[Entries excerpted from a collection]
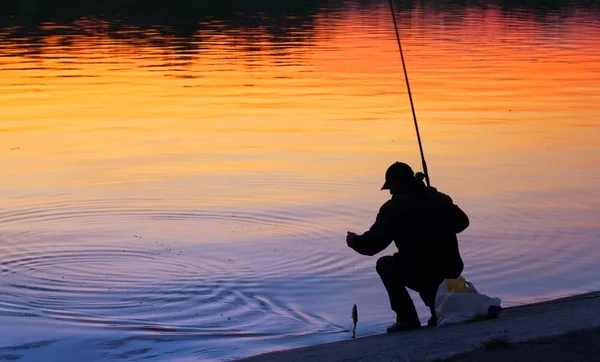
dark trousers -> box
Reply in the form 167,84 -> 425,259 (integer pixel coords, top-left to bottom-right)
377,256 -> 444,322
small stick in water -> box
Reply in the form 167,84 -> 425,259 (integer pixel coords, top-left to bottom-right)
352,304 -> 358,338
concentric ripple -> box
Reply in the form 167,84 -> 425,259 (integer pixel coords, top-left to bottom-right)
0,248 -> 344,336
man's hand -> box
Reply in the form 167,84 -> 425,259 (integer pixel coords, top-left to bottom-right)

- JOB
Please output every line of the entries above as a numbered list, skipping blank lines and leaving out the pictures.

- EXERCISE SOLUTION
1. dark trousers -> box
2. Reply in the form 167,84 -> 425,259 (integer pixel coords, top-left to bottom-right)
3. 377,256 -> 444,322
4. small stick in water -> box
5. Reply in the form 167,84 -> 425,259 (integer pixel coords, top-left to bottom-right)
6. 352,304 -> 358,338
7. concentric ripple -> box
8. Reply in the form 167,84 -> 425,259 (integer pixel coords, top-left to bottom-right)
9. 0,248 -> 344,336
10. man's hand -> box
11. Reply in the form 167,84 -> 425,259 (integer pixel coords, top-left to bottom-right)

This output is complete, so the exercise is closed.